> What to produce:
Which of the lines below include the word "concrete"? Pull each one out.

> Records:
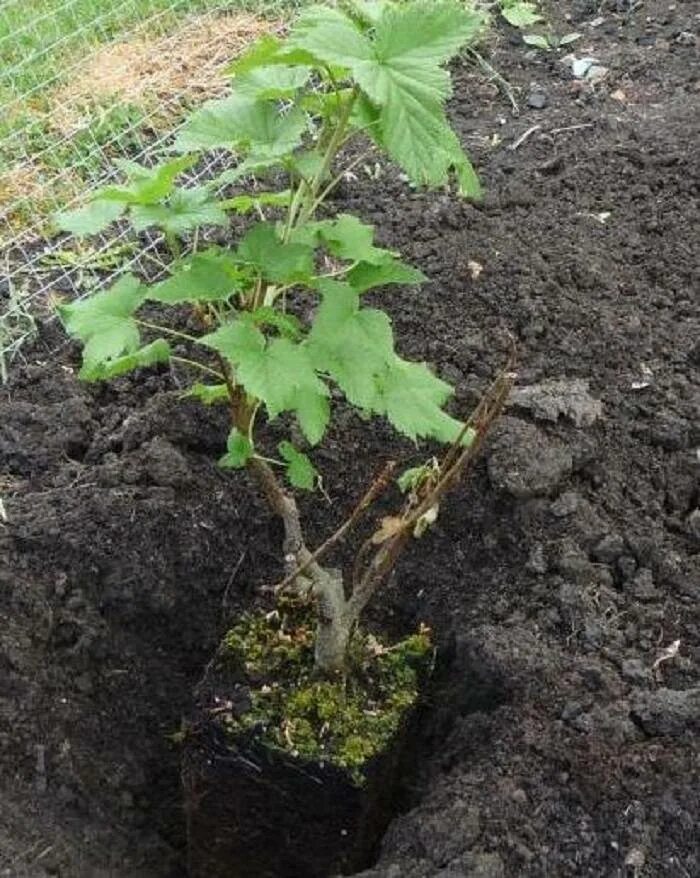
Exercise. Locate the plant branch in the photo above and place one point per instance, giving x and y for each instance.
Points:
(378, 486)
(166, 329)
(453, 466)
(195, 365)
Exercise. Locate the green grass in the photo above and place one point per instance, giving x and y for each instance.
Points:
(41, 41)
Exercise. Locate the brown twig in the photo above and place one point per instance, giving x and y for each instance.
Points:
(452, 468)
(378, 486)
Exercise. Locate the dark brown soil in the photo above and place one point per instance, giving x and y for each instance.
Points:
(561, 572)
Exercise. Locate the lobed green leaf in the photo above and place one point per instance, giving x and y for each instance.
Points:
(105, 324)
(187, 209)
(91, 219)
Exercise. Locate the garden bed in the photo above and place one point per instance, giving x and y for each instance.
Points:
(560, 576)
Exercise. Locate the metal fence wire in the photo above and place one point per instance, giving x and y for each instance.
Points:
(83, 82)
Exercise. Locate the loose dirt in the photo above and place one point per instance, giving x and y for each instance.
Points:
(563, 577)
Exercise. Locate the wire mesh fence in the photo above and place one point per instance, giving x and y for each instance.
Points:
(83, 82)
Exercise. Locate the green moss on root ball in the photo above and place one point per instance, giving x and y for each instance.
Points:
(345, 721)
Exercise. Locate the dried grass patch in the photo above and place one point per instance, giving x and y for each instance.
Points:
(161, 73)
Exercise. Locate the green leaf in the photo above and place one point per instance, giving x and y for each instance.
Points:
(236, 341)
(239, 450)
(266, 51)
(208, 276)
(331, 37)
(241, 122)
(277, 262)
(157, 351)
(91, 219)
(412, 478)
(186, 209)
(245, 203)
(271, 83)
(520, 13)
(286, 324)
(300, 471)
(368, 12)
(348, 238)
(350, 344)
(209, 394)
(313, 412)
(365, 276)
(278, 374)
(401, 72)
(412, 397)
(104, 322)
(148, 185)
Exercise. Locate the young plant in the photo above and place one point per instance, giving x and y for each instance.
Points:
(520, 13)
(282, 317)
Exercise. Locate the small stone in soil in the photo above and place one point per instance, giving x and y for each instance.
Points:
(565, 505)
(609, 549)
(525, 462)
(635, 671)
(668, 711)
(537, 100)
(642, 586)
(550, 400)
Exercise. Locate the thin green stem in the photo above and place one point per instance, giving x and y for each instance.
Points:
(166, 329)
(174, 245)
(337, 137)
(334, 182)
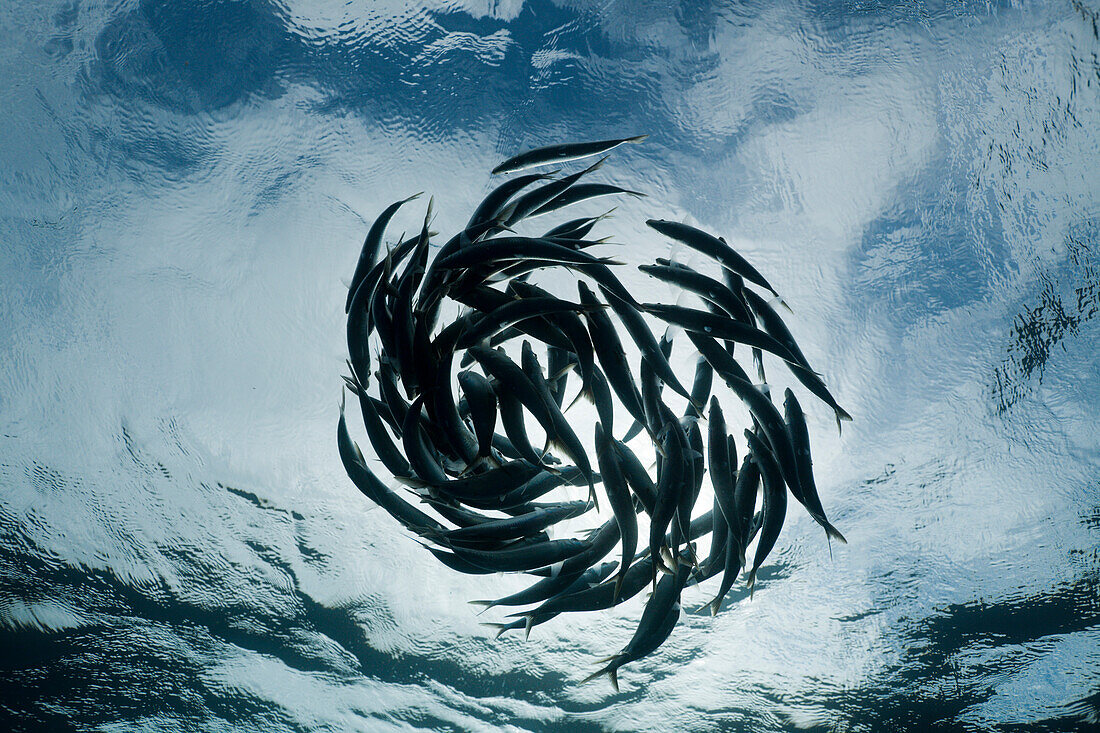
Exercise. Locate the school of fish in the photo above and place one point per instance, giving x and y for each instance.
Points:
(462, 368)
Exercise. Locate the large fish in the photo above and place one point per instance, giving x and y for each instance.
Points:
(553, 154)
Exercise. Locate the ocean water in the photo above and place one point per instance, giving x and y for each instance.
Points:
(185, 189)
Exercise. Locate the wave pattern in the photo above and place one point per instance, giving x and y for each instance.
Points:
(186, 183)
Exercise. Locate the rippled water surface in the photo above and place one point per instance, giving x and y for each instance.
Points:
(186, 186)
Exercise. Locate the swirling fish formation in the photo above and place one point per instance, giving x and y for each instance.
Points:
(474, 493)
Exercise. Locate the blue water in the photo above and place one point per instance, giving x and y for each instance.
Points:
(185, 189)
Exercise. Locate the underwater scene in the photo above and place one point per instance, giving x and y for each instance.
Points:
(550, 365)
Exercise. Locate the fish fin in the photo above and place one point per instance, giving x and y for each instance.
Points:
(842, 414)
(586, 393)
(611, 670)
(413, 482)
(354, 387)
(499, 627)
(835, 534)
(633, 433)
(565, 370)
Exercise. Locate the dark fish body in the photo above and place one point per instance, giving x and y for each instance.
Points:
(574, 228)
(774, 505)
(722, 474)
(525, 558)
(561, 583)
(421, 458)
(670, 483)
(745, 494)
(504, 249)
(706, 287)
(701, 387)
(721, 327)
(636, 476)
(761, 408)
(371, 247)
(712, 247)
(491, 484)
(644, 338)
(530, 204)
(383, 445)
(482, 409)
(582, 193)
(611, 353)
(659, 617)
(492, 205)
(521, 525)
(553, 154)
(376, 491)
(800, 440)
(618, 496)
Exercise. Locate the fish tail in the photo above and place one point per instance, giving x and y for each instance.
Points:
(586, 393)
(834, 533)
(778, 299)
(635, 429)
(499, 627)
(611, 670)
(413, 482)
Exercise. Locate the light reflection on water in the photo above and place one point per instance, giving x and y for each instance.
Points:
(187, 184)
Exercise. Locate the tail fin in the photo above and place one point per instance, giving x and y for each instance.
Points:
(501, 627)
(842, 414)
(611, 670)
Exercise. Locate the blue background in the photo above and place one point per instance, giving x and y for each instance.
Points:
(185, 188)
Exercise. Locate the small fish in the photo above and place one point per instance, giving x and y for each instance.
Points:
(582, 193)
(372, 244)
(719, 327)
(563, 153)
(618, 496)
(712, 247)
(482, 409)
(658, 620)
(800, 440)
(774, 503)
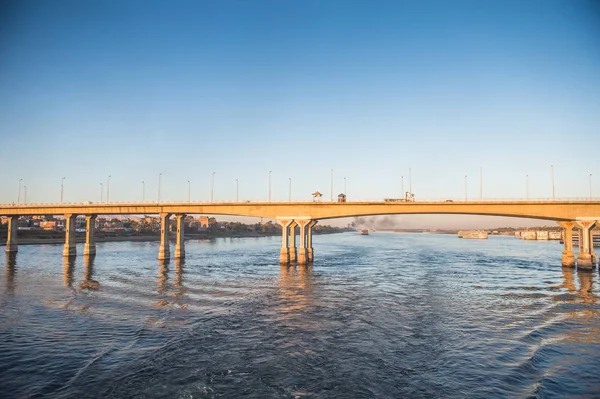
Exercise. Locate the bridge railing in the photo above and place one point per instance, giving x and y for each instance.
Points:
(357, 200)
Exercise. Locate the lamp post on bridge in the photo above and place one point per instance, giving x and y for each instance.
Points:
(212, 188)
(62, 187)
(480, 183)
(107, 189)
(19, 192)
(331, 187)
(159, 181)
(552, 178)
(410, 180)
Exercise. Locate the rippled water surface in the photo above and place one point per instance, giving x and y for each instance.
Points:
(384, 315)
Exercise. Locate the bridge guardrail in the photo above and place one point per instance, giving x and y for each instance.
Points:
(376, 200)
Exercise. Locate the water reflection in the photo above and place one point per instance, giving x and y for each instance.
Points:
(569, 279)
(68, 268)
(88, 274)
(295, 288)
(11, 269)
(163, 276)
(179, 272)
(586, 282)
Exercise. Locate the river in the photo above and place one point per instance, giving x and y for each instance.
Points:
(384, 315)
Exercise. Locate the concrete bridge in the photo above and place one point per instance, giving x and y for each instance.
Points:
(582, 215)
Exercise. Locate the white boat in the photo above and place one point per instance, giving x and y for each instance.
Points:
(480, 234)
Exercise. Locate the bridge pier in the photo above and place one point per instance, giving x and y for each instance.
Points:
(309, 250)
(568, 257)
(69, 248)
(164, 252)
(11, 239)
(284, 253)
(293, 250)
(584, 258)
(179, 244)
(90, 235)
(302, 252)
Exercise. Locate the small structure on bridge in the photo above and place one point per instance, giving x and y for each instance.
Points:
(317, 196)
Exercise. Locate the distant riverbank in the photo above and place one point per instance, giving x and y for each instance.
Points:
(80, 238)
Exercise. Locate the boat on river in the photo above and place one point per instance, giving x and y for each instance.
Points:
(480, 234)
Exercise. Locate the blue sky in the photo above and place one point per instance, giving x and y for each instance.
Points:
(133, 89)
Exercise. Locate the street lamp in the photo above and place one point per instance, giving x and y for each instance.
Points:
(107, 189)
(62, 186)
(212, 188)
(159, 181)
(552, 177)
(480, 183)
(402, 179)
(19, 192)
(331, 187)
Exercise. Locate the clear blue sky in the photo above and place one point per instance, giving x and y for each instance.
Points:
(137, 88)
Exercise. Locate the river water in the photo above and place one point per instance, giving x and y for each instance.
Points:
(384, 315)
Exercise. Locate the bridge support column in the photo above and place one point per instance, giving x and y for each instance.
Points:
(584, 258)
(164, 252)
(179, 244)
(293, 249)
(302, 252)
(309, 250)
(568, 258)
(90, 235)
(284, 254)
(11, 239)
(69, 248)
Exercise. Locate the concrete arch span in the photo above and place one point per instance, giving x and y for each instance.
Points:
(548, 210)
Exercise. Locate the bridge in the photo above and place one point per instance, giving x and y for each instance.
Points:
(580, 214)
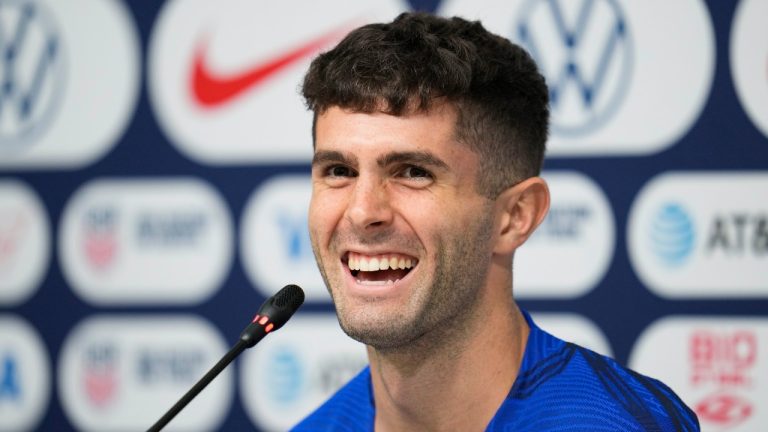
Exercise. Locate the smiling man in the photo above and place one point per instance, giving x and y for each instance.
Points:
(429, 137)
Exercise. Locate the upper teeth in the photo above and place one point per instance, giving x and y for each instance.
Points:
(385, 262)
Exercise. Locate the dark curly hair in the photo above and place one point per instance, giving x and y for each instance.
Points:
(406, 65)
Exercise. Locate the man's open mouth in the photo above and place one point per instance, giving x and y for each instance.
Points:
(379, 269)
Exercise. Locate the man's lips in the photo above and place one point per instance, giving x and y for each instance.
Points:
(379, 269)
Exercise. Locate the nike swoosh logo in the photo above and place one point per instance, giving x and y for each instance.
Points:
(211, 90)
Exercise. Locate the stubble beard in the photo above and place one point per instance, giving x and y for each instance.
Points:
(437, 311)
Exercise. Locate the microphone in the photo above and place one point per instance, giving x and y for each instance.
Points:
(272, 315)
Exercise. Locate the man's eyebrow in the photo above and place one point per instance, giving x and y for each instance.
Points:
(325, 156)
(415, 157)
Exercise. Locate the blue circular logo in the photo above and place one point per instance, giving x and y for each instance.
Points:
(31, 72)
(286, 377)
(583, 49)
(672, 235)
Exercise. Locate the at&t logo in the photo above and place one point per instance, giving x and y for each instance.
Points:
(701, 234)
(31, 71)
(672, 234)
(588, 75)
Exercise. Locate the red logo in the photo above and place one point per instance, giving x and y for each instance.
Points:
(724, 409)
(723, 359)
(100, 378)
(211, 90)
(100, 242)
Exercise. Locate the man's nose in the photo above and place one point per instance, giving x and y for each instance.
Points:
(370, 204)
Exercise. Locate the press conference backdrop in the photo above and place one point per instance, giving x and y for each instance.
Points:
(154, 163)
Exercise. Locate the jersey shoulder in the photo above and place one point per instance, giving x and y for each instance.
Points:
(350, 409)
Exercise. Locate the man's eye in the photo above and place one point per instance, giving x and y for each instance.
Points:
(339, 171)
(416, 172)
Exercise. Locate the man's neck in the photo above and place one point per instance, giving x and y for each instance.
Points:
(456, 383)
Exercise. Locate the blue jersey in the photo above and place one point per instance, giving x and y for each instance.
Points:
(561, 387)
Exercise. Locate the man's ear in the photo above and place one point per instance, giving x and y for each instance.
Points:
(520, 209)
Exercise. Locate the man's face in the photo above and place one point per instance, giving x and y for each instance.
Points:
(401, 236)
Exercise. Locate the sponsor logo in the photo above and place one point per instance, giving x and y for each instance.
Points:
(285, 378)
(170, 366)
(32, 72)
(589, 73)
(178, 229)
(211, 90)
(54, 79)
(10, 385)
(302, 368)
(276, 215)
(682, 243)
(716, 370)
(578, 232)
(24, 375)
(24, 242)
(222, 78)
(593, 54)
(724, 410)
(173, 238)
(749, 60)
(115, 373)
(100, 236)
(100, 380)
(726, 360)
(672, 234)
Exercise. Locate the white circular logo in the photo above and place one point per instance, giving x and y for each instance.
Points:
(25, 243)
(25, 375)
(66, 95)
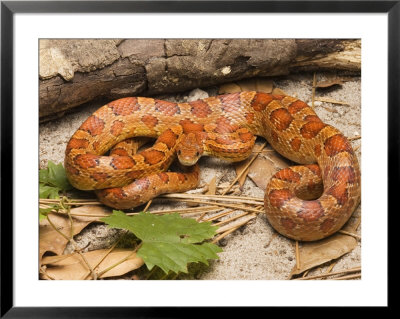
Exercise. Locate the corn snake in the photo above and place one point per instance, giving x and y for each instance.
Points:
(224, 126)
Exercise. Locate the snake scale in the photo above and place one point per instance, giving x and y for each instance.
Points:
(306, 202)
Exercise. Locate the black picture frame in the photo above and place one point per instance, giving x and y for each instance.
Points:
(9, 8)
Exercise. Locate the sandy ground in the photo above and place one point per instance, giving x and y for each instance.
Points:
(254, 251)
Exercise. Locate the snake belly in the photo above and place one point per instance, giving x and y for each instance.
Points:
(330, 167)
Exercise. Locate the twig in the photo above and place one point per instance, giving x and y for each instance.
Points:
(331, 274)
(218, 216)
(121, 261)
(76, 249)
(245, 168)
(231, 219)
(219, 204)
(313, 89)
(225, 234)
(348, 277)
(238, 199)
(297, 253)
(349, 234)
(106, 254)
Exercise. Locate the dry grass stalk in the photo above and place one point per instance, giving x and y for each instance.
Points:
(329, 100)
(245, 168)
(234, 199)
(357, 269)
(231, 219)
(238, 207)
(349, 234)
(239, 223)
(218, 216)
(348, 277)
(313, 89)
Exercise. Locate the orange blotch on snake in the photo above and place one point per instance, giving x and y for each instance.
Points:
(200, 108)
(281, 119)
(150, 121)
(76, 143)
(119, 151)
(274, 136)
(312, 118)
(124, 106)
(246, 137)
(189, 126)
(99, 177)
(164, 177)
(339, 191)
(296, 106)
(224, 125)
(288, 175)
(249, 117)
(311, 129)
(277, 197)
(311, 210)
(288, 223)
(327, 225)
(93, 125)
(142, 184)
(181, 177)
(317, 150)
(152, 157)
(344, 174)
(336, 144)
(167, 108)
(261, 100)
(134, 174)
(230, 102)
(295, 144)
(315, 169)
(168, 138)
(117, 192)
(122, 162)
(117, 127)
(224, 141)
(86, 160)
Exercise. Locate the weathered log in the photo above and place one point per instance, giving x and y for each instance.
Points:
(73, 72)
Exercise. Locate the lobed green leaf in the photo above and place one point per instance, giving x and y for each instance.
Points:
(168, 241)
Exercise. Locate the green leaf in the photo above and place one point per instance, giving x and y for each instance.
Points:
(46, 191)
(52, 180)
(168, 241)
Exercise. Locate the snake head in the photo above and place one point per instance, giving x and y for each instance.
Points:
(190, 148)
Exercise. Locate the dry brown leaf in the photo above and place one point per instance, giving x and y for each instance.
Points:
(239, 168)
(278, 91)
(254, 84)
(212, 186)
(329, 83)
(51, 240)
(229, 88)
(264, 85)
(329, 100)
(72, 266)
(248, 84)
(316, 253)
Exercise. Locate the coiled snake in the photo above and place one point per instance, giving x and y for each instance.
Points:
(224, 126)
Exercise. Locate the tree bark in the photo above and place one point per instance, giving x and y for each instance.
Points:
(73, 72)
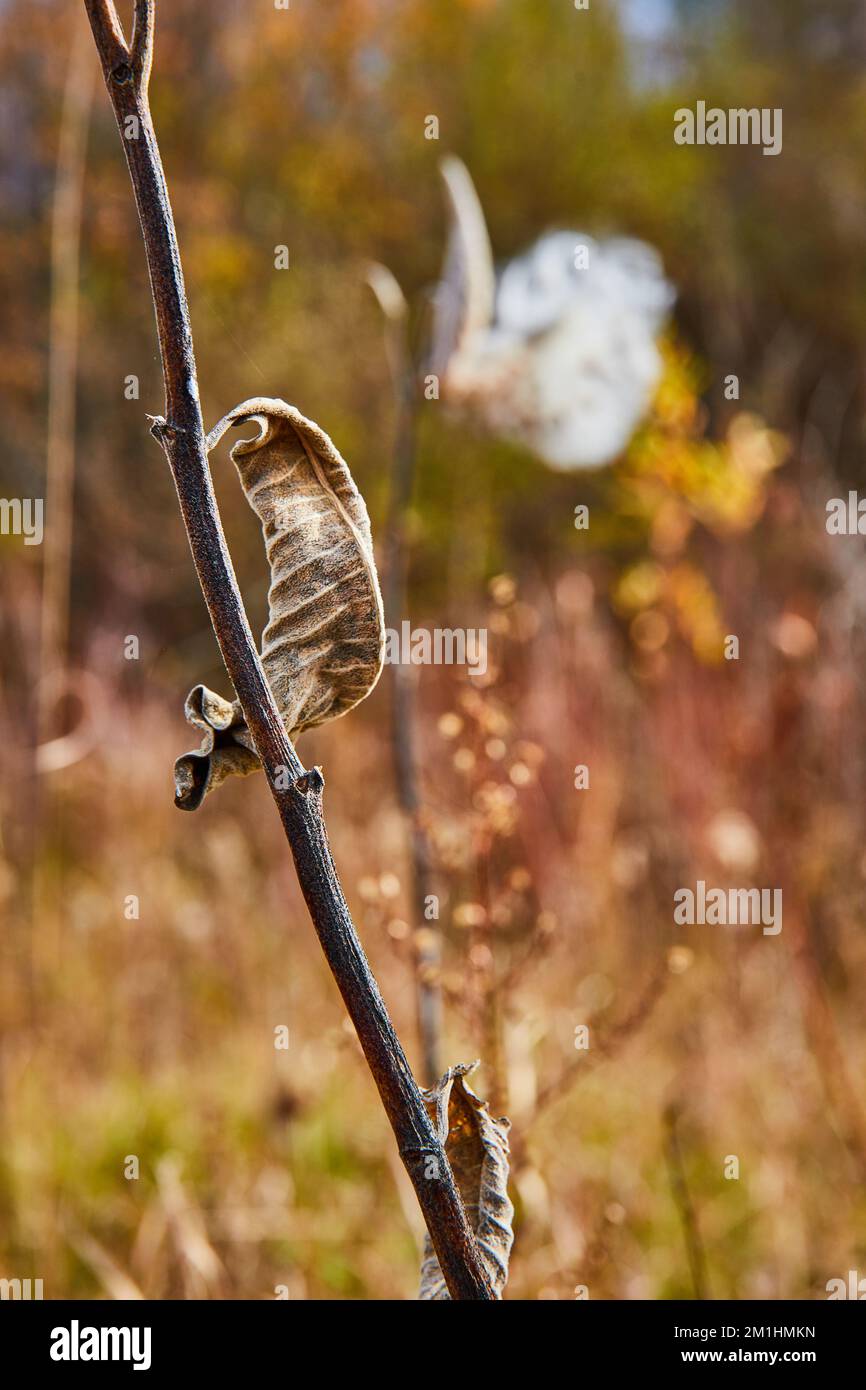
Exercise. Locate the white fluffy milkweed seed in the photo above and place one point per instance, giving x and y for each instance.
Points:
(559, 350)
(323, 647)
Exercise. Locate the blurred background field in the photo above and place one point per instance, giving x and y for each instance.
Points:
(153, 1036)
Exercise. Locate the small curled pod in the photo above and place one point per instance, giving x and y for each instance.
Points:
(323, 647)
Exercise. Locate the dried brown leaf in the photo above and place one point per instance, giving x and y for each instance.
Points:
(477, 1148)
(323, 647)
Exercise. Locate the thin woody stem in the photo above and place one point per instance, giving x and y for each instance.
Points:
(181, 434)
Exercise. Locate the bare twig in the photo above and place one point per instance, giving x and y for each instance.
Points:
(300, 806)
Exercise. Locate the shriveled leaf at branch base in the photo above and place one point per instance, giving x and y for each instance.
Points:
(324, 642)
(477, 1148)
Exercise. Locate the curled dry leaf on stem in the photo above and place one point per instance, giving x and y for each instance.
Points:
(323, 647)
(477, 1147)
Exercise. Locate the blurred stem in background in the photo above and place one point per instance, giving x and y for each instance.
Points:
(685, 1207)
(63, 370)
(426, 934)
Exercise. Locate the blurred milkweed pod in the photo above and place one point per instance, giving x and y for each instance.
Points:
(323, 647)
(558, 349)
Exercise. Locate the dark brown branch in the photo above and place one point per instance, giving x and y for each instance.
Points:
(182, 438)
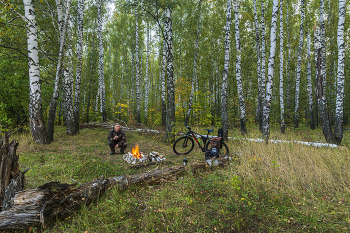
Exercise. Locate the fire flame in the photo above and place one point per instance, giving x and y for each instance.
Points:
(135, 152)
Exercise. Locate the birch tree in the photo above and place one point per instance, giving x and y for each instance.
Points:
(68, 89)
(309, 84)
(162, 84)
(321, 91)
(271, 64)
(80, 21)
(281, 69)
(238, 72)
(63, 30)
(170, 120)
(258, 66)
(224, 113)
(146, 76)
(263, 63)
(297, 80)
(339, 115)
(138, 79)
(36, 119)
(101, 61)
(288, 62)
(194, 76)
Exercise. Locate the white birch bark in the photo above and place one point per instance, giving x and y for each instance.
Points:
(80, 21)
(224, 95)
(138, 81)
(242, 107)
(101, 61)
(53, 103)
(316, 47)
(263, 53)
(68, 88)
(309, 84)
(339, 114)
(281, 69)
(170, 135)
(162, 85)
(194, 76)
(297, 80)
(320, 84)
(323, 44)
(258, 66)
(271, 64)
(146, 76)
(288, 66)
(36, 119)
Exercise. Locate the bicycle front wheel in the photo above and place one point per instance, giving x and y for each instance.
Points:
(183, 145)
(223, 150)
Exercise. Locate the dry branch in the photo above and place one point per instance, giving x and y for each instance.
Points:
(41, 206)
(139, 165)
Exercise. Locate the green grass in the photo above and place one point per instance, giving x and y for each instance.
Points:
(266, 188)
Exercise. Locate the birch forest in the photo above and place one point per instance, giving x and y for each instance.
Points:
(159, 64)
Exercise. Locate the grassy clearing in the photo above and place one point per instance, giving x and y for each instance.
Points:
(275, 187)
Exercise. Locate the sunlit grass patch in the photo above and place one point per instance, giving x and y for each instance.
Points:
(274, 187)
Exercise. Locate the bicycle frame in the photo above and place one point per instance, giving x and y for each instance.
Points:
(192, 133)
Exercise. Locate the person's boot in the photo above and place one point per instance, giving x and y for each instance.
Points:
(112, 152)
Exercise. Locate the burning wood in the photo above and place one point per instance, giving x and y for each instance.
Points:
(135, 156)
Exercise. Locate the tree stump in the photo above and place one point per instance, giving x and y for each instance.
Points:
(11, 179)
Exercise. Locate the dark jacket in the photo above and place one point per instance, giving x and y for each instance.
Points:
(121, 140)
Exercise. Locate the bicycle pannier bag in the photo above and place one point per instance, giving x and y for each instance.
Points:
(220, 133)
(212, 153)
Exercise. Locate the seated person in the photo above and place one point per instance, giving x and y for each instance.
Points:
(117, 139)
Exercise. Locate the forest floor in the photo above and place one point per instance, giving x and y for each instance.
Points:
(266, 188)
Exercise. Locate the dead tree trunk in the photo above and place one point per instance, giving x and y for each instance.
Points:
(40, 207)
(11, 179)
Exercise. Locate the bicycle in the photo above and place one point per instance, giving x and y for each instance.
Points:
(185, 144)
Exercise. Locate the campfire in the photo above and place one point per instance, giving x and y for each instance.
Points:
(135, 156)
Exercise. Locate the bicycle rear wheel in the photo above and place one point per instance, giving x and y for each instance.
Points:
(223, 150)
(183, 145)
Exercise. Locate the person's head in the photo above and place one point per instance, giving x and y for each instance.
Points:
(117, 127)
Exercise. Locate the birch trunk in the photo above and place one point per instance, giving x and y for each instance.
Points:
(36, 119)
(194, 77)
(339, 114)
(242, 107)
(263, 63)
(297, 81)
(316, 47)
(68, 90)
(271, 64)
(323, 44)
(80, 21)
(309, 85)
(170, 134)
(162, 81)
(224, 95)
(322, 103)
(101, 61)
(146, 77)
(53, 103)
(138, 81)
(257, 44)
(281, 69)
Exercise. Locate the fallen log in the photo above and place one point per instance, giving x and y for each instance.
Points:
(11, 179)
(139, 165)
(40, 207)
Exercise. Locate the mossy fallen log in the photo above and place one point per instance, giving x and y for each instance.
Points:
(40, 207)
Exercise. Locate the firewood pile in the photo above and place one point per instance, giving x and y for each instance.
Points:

> Result of this exercise:
Exercise. Locate the concrete bridge in the photo above and place one point per instance, giving x and y for each instance.
Exercise. Locate the concrete arch span in the photo above and place one point per instance, giving x and y for each instance.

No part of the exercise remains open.